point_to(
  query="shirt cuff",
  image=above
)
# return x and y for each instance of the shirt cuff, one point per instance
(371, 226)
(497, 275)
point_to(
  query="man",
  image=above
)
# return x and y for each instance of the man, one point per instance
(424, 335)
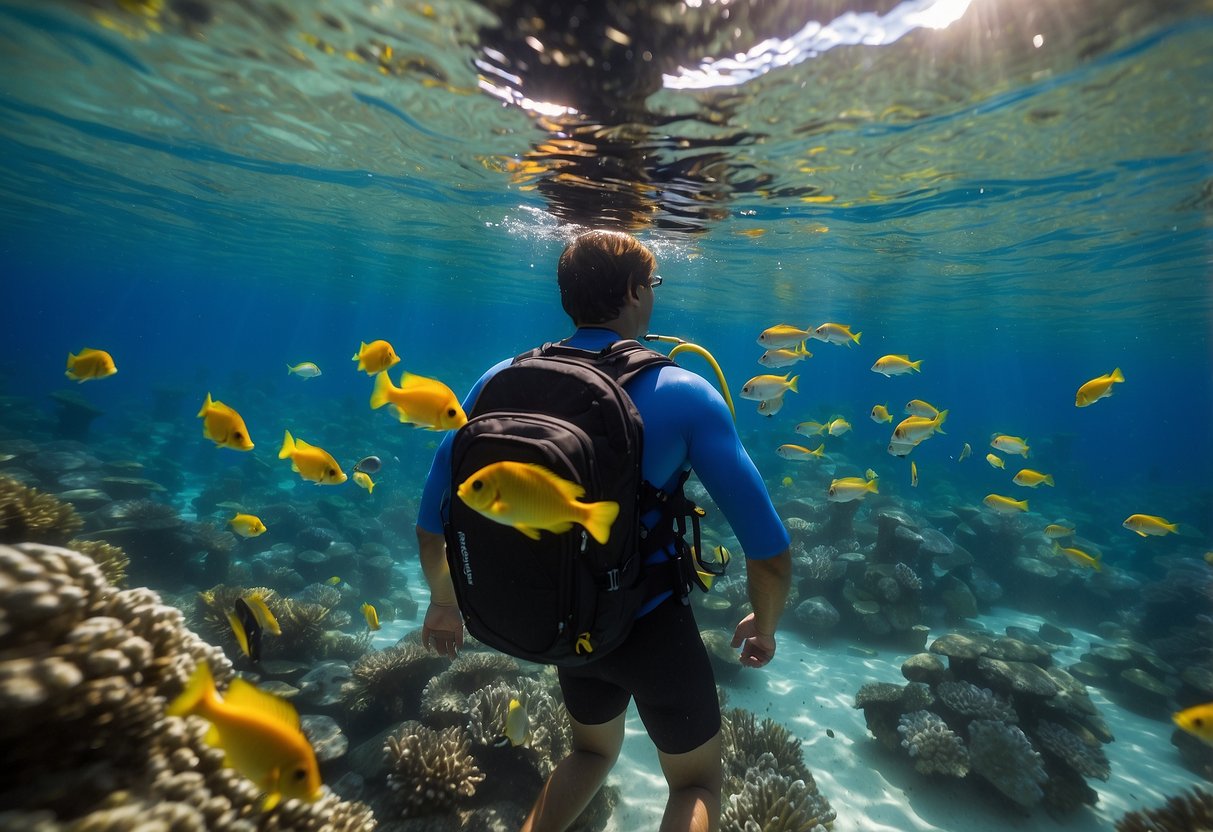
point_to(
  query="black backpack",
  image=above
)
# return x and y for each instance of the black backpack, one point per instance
(563, 599)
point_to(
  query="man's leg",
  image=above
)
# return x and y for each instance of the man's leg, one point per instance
(694, 781)
(579, 776)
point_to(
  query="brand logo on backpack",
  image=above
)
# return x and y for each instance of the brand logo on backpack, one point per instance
(564, 591)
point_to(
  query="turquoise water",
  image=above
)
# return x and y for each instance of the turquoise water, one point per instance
(212, 199)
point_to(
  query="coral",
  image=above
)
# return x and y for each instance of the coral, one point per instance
(1191, 811)
(30, 516)
(967, 700)
(1003, 756)
(112, 559)
(1087, 759)
(933, 745)
(773, 802)
(448, 691)
(430, 770)
(744, 741)
(551, 735)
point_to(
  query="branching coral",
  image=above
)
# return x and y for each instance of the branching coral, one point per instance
(967, 700)
(551, 735)
(428, 770)
(744, 741)
(1087, 759)
(30, 516)
(934, 746)
(773, 802)
(1191, 811)
(1003, 756)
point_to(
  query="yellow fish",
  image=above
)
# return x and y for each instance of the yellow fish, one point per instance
(798, 451)
(782, 336)
(517, 724)
(1004, 505)
(423, 402)
(770, 406)
(1029, 478)
(759, 388)
(311, 462)
(90, 364)
(836, 427)
(256, 603)
(895, 365)
(850, 488)
(370, 614)
(782, 358)
(1009, 444)
(1150, 524)
(917, 428)
(530, 497)
(248, 525)
(920, 408)
(303, 370)
(258, 733)
(1098, 388)
(375, 357)
(1196, 721)
(1078, 558)
(836, 334)
(223, 426)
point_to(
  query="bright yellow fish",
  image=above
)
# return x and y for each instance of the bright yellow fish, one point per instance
(423, 402)
(895, 365)
(799, 451)
(375, 357)
(258, 733)
(781, 336)
(1029, 478)
(370, 614)
(1196, 721)
(1009, 444)
(89, 365)
(1004, 505)
(248, 525)
(311, 462)
(1098, 388)
(530, 499)
(223, 426)
(1150, 524)
(1078, 558)
(850, 488)
(761, 388)
(836, 334)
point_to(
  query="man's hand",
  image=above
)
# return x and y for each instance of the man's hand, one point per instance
(757, 649)
(443, 630)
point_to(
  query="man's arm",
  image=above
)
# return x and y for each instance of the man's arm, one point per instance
(443, 626)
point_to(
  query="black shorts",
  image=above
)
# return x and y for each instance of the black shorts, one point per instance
(665, 667)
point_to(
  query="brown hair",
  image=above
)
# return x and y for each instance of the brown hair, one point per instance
(597, 271)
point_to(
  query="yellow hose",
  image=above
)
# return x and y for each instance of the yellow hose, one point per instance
(688, 347)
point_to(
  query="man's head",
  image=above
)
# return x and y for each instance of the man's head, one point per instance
(605, 278)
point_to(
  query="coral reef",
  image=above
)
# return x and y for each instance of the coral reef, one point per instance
(773, 802)
(934, 747)
(428, 770)
(85, 672)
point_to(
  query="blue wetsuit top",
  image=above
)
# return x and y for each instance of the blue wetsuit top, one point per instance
(685, 425)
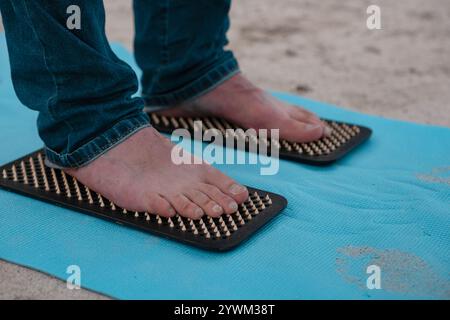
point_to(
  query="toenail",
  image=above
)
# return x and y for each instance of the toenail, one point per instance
(327, 131)
(217, 208)
(236, 189)
(311, 127)
(233, 206)
(198, 212)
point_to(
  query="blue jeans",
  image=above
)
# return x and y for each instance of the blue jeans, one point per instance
(85, 94)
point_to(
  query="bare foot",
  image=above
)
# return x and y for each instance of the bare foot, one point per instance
(139, 175)
(240, 102)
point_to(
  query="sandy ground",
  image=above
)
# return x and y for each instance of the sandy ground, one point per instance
(321, 50)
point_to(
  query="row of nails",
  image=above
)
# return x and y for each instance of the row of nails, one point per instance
(341, 134)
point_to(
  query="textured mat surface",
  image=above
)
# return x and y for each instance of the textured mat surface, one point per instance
(386, 204)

══════

What is asked: Identify each line in the listing that contains the string "nails", and copy every such line in full.

Solution:
  query="row of nails",
# return x and y for each instance of the row of nails, one point per instance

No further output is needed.